**Task input**
....................

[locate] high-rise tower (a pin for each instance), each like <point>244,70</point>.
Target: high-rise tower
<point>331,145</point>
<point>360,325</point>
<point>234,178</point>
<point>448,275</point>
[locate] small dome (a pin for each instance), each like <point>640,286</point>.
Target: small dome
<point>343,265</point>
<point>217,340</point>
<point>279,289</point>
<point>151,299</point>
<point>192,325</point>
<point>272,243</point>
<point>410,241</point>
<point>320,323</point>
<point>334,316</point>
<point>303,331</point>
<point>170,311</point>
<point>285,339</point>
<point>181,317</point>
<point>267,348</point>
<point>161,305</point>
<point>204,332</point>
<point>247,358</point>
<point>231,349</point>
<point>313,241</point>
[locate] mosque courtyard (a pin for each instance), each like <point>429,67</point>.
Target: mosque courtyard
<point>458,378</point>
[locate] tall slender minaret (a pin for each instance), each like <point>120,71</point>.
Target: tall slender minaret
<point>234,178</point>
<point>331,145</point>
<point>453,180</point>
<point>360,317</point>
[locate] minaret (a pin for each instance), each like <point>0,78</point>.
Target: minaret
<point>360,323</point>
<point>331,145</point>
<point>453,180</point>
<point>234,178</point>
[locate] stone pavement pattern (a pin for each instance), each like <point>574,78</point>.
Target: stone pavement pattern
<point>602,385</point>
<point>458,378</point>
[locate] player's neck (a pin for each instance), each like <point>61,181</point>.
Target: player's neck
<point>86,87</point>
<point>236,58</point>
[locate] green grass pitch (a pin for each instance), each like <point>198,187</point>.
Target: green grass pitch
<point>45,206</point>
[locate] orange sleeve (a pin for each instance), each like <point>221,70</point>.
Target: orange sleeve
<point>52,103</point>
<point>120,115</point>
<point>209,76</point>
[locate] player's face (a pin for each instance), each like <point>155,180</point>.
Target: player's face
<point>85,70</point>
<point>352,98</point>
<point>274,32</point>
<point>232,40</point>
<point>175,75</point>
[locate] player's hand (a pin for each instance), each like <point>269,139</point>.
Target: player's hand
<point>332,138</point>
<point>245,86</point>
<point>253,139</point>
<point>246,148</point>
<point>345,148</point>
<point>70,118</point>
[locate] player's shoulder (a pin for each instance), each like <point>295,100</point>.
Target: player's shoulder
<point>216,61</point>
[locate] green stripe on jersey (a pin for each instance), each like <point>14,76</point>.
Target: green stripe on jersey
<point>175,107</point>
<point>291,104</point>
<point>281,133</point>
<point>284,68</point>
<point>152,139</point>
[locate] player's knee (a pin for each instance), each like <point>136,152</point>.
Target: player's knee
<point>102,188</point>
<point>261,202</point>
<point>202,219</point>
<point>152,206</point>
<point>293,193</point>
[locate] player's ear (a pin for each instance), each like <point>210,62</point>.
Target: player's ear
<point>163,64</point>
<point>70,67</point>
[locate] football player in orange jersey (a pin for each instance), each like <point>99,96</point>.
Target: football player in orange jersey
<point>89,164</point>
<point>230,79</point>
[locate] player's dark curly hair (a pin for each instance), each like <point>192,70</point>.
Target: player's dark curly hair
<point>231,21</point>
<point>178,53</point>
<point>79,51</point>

....................

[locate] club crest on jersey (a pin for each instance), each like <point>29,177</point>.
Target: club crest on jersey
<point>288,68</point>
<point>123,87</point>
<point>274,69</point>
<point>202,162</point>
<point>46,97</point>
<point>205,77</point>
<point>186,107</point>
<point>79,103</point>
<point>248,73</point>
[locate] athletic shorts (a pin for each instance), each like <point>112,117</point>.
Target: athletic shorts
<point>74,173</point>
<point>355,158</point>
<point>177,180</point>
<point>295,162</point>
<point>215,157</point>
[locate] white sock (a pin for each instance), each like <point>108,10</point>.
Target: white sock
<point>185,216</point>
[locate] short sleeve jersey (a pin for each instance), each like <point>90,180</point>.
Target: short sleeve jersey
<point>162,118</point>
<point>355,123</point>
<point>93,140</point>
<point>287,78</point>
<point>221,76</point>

....................

**Exercise aim**
Starting at the line that contains "[locate] high-rise tower" and ending at the line that contains "<point>448,275</point>", write those lines out again with "high-rise tower" swapped for "tall building" and everything else left unchanged.

**Task output**
[locate] tall building (a pin for each instance), each like <point>244,70</point>.
Target: tall building
<point>331,145</point>
<point>360,325</point>
<point>234,178</point>
<point>448,275</point>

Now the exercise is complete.